### Task A
According to the page on torsion and curvature, when is an affine connection called torsion free?
### Task B
Repeat the part of the torsion and curvature page starting at "Let $M$ be a" and ending at "torsion $T$ is tensorial.".

### Passage shown
□ □ □ □ □ □ □
Torsion and Curvature

Torsion

Torsion

Let $M$ be a manifold with an affine connection $\nabla$ on the tangent bundle. The torsion tensor of $\nabla$ is the vector valued $2$-form defined on vector fields $X$ and $Y$ by $T(X,Y)={\nabla }_{X}Y-{\nabla }_{Y}X-[X,Y]$where $[X,Y]$ is the Lie bracket of $X$ and $Y$.We say an affine connection is torsion free if its torsion tensor vanishes identically.

Proposition

The torsion $T$ is tensorial.

Proof Let $X,Y$ be vector fields and $f$ a smooth function. Then we have $$\begin{aligned}T(fX,Y)&=\nabla_{fX}Y-\nabla_Y(fX)-[fX,Y]\&=f\nabla_XY- Y(f)X-f\nabla_YX+Y(f)X-f[X,Y]\&=f(\nabla_XY-\nabla_YX-[X,Y])\&=fT(X,Y)\end{aligned}$$$\square$

Proposition

In a local coordinate system, the torsion tensor is given by $T_{ij}^k={\Gamma }_{ij}^k-{\Gamma }_{ji}^k$

Proof $\begin{array}{r}T({\partial }_i,{\partial }_j)={\nabla }_i{\partial }_j-{\nabla }_j{\partial }_i-[{\partial }_i,{\partial }_j]=({\Gamma }_{ij}^k-{\Gamma }_{ji}^k){\partial }_k\end{array}$It follows that $T_{ij}^k={\Gamma }_{ij}^k-{\Gamma }_{ji}^k$. $\square$

Corollary

An affine connection is torsion free if and only if the first two components of the Christoffel symbols are symmetric. i.e. ${\Gamma }_{ij}^k={\Gamma }_{ji}^k$.

Proof It is straightforward in coordinate form. $\square$

Intension for Curvature

1. Connection and the Local Gauge Potential

A connection ${\nabla }_X:\Gamma (E)\to \Gamma (E)$ prescribes how to take directional derivatives of sections along a vector field $X\in \mathfrak{X}(M)$. Over a local trivialization $E{|}_U\cong U\times {\mathbb{R}}^k$, the connection splits into a flat (trivial) differentiator $d$ and a local correction term $A$: $\nabla =d+A$where $A\in {\Omega }^1(U,\mathfrak{gl}(k,\mathbb{R}))$ is the connection 1-form (Gauge Potential). Under a change of frame $g_{\alpha \beta }:U_{\alpha }\cap U_{\beta }\to \text{GL}(k,\mathbb{R})$, $A$ transforms affinely via an extra gauge term: $A_{\alpha }=g_{\alpha \beta }{A}_{\beta }{g}_{\alpha \beta }^{-1}-(d{g}_{\alpha \beta })g_{\alpha \beta }^{-1}$ Consequently, $A$ is not a global tensor; its local profile is highly dependent on the choice of gauge.
□ □ □ □ □ □ □
### Extracted material

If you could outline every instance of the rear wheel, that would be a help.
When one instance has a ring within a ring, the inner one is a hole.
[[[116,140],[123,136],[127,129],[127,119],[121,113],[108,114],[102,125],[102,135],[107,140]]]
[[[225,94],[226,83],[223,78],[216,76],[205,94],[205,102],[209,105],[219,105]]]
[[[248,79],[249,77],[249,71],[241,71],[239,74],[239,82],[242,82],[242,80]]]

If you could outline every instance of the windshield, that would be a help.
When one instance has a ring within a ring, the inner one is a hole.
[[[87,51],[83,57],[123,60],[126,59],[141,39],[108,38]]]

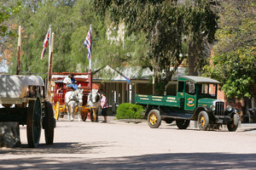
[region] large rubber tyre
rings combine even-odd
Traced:
[[[164,121],[166,121],[166,123],[170,124],[174,121],[174,119],[172,119],[172,118],[165,118]]]
[[[39,97],[30,100],[26,115],[26,138],[28,146],[35,148],[38,145],[42,129],[42,104]]]
[[[159,110],[152,110],[148,115],[148,123],[151,128],[158,128],[161,124],[161,116]]]
[[[52,105],[49,102],[45,102],[45,116],[43,120],[43,124],[44,128],[45,143],[46,144],[51,144],[54,140],[55,120],[54,118]]]
[[[230,132],[235,132],[235,131],[236,131],[236,129],[238,128],[239,116],[236,114],[234,114],[231,118],[232,118],[232,121],[230,122],[227,123],[227,127],[228,127],[228,129]]]
[[[179,129],[186,129],[189,125],[189,120],[177,119],[176,120],[176,125]]]
[[[59,120],[59,116],[60,116],[60,102],[58,101],[55,105],[55,110],[54,110],[54,113],[55,113],[55,120]]]
[[[199,113],[197,123],[200,130],[207,131],[208,129],[209,116],[206,111]]]

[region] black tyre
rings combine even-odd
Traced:
[[[164,121],[166,121],[166,123],[172,123],[174,121],[174,119],[172,119],[172,118],[165,118]]]
[[[148,123],[151,128],[158,128],[161,124],[161,116],[159,110],[152,110],[148,115]]]
[[[227,124],[227,127],[230,132],[235,132],[238,128],[239,116],[234,114],[231,118],[232,121]]]
[[[54,118],[52,105],[49,102],[45,102],[45,116],[43,120],[43,124],[44,128],[45,143],[46,144],[51,144],[54,140],[55,120]]]
[[[42,129],[42,105],[40,98],[30,100],[26,115],[26,138],[28,146],[35,148],[38,145]]]
[[[206,111],[201,111],[199,113],[197,123],[200,130],[207,130],[209,126],[209,116]]]
[[[179,129],[186,129],[189,125],[189,120],[177,119],[176,120],[176,125]]]

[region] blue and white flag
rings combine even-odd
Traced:
[[[90,29],[89,29],[89,31],[85,37],[84,44],[87,48],[87,50],[88,50],[87,59],[90,60],[91,58],[91,30]]]
[[[45,54],[45,51],[46,51],[46,48],[47,48],[47,43],[49,42],[49,31],[48,31],[47,34],[45,36],[44,43],[43,43],[43,51],[42,51],[42,54],[41,54],[41,60],[43,60],[43,58],[44,56],[44,54]]]

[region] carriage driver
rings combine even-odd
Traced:
[[[72,73],[70,73],[67,77],[64,78],[63,82],[66,83],[67,87],[72,88],[74,90],[79,89],[81,86],[80,84],[79,86],[76,84],[77,81],[74,79]]]

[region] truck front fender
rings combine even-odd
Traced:
[[[200,106],[193,110],[193,116],[190,118],[190,120],[197,121],[198,115],[201,111],[206,111],[208,114],[210,120],[212,119],[212,117],[214,117],[214,115],[212,114],[209,107]]]

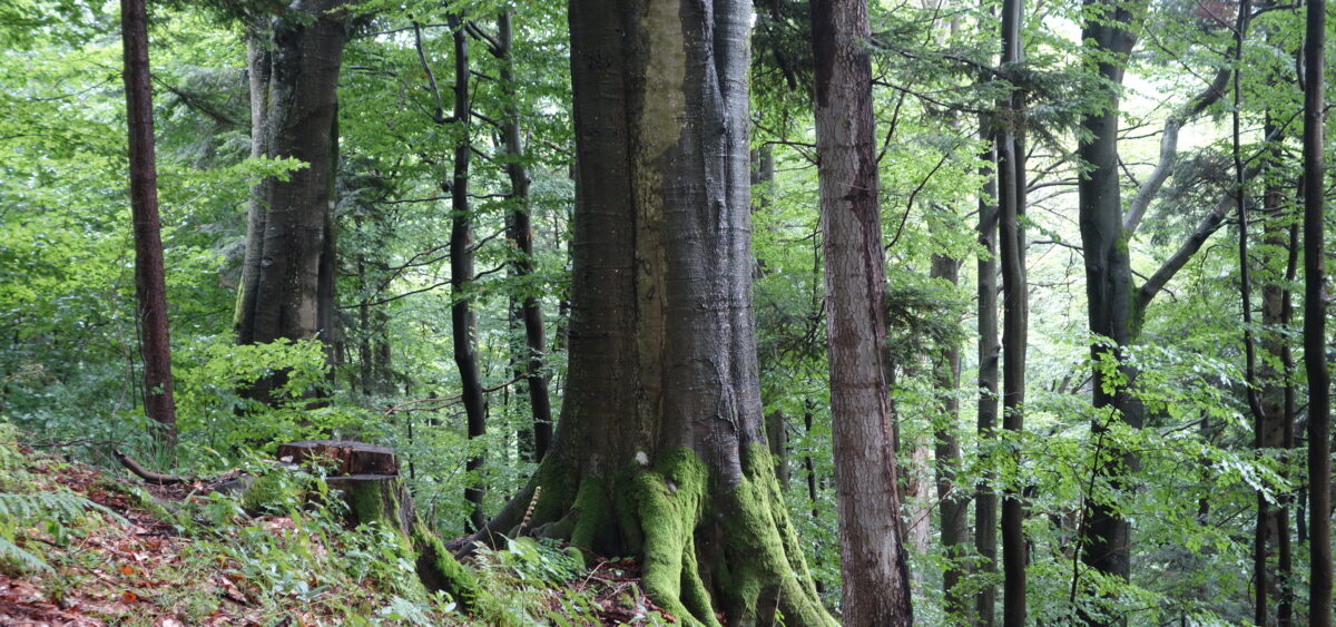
□ □ □ □ □ □ □
### Finished answer A
When its torsion tensor vanishes identically.

### Finished answer B
Let $M$ be a manifold with an affine connection $\nabla$ on the tangent bundle. The torsion tensor of $\nabla$ is the vector valued $2$-form defined on vector fields $X$ and $Y$ by $T(X,Y)={\nabla }_{X}Y-{\nabla }_{Y}X-[X,Y]$where $[X,Y]$ is the Lie bracket of $X$ and $Y$.We say an affine connection is torsion free if its torsion tensor vanishes identically.

Proposition

The torsion $T$ is tensorial.